## Supplied text

Transport and Fate of Bacterial Communities in Mississippi Coastal Ecosystems
Map of study area along Mississippi Coast. (A) We will principally focus on the major estuarine zones of Bay St. Louis, Biloxi Bay, and Pascagoula Bay because of their primary role and the land-ocean interface. The three bays span the width of the Mississippi coast and differ in their hydrological and ecological properties. (B) Bat St. Louis is fed by the Jourdan and Wolf Rivers. (C) Biloxi Bay is strongly influences by its urban setting and enclosed shape. (D) Pascagoula Bay receives inputs from the undammed and meandering Pascagoula River, is less influenced by urban inputs, and has an open shape that could promote ocean connectivity.
Principal Investigators: Nathan Wisnoski (MSU)
Award Amount: $615,000
Project Description
Goal:
Investigate the ecological mechanisms that influence the spatial and temporal dynamics of bacterial communities in the Mississippi Sound, with a particular focus on the movement of materials and organisms across the land-ocean interface.
Why it is Important:
Bacteria are incredibly diverse and perform a wide range of ecosystem functions that influence water quality and ecosystem productivity. Understanding the mechanisms that regulate their community composition and potential functions is important for managing healthy coastal waterways to mitigate human impacts.
Objectives:
Characterize nearshore bacterial communities and analyze important drivers of their spatial and temporal variability.
Identify important sources of bacterial inputs to the coastal region and the ecological processes that regulate their subsequent fate in the estuary.
Investigate the quality and quantity of organic matter along the coast and identify key molecules and biogeochemical transformations that regulate bacterial abundance.

[Natural language descriptions of regions]

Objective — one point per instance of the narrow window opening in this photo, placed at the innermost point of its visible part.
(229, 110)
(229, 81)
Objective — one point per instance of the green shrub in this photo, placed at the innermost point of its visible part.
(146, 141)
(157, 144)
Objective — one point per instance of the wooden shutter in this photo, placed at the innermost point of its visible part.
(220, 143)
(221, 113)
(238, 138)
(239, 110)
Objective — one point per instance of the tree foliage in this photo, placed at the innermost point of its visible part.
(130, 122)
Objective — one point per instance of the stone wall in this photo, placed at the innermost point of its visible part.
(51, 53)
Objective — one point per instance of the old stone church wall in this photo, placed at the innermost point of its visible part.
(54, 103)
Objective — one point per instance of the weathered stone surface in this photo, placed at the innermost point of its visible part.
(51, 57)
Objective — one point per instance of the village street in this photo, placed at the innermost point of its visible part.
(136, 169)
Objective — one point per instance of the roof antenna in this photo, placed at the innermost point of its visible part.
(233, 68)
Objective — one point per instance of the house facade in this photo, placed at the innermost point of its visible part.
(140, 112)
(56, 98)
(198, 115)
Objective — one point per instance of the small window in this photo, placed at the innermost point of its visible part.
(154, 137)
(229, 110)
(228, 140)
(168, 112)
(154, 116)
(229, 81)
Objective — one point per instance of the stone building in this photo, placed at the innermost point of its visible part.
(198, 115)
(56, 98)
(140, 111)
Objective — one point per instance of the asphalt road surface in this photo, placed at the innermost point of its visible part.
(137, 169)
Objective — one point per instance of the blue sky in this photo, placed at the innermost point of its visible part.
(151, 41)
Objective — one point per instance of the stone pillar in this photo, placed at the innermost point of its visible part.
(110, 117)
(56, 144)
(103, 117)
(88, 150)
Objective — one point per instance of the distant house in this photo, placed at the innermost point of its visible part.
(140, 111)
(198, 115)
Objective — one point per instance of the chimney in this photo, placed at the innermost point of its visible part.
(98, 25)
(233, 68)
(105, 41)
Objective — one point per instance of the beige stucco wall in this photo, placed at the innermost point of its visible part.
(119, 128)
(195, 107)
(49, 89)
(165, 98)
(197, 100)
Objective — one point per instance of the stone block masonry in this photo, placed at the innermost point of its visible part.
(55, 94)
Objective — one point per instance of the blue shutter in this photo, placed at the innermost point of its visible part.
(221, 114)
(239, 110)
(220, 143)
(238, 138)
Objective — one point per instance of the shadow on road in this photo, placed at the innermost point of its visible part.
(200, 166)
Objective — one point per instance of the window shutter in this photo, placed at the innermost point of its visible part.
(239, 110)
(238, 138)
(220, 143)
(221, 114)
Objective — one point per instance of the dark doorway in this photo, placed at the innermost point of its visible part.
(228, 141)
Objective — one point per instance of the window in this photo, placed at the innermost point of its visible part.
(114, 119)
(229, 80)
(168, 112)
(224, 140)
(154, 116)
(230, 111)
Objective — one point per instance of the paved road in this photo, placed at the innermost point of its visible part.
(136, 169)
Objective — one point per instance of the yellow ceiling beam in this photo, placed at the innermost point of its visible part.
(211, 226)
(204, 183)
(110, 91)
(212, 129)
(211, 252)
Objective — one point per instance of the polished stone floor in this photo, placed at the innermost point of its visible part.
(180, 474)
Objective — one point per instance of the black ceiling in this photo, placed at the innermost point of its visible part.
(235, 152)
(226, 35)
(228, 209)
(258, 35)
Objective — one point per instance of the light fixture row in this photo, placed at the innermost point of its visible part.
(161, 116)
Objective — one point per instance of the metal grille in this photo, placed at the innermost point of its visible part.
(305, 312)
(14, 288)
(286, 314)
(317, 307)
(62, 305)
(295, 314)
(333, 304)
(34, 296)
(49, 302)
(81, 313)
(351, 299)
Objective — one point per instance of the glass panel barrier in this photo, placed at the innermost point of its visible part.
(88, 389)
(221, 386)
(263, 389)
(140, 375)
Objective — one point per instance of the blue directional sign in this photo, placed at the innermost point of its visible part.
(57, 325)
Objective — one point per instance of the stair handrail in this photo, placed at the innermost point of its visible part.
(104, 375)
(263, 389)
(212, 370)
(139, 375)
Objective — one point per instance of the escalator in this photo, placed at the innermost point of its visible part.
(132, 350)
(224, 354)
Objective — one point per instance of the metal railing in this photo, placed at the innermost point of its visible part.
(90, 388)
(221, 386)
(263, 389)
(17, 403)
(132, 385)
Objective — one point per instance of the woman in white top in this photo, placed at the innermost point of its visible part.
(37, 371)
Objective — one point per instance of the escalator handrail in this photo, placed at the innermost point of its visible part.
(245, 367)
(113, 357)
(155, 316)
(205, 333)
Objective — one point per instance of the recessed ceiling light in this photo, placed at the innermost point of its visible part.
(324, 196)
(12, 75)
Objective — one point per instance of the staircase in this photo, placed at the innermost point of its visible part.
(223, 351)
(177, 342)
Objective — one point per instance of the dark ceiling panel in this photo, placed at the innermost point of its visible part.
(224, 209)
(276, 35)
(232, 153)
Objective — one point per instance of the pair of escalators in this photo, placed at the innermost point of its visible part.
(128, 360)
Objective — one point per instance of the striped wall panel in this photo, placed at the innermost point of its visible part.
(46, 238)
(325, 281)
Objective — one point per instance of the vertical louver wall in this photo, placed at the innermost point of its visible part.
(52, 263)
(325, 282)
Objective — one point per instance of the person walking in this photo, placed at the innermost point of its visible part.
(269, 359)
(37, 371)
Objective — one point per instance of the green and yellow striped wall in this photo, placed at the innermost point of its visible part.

## Work instructions
1) Copy verbatim the passage of the project page on Mississippi coastal bacterial communities, from "Identify important sources" up to and including "regulate bacterial abundance.".
2) According to the project page on Mississippi coastal bacterial communities, why does it matter to understand what regulates the composition and potential functions of bacterial communities? Answer in one to three sentences.
3) Extend the project page on Mississippi coastal bacterial communities, starting after its final objective.

## Task-by-task answers
1)
Identify important sources of bacterial inputs to the coastal region and the ecological processes that regulate their subsequent fate in the estuary.
Investigate the quality and quantity of organic matter along the coast and identify key molecules and biogeochemical transformations that regulate bacterial abundance.

2) Bacteria are highly diverse and carry out many ecosystem functions that affect water quality and ecosystem productivity. Knowing what regulates their communities is therefore important for managing healthy coastal waterways and mitigating human impacts.

3)
Expected Outcomes and Management Impacts:
A list of potential terrestrial sources of coastal bacteria, including putative pathogens.
Hotspot maps of dominant bacteria in Bay St. Louis, Biloxi Bay, and Pascagoula Bay.
Comparisons between free-living bacteria and particle-attached bacteria, which sink to the bottom and can be consumed by oysters and serve as a potential source of contamination.
Identify bacterial taxa that may be associated with specific molecular compounds contributed from point-source inputs, which could serve as indicator taxa for contaminants.
OUTREACH:
We will develop interactive K-12 modules in coordination with local schools to inform students about the importance of microorganisms. It is difficult to appreciate microbes in the environment until you get a chance to see them, so we will facilitate a series of short workshops where students culture bacteria from environmental samples spanned by this project (e.g., seawater, freshwater, soils) using agar plates to visibly demonstrate the bacterial diversity found within and among habitat types in their home state of Mississippi. This activity will be coupled with broad ecological instruction on the type of ecosystem services supported by microorganisms in different environments.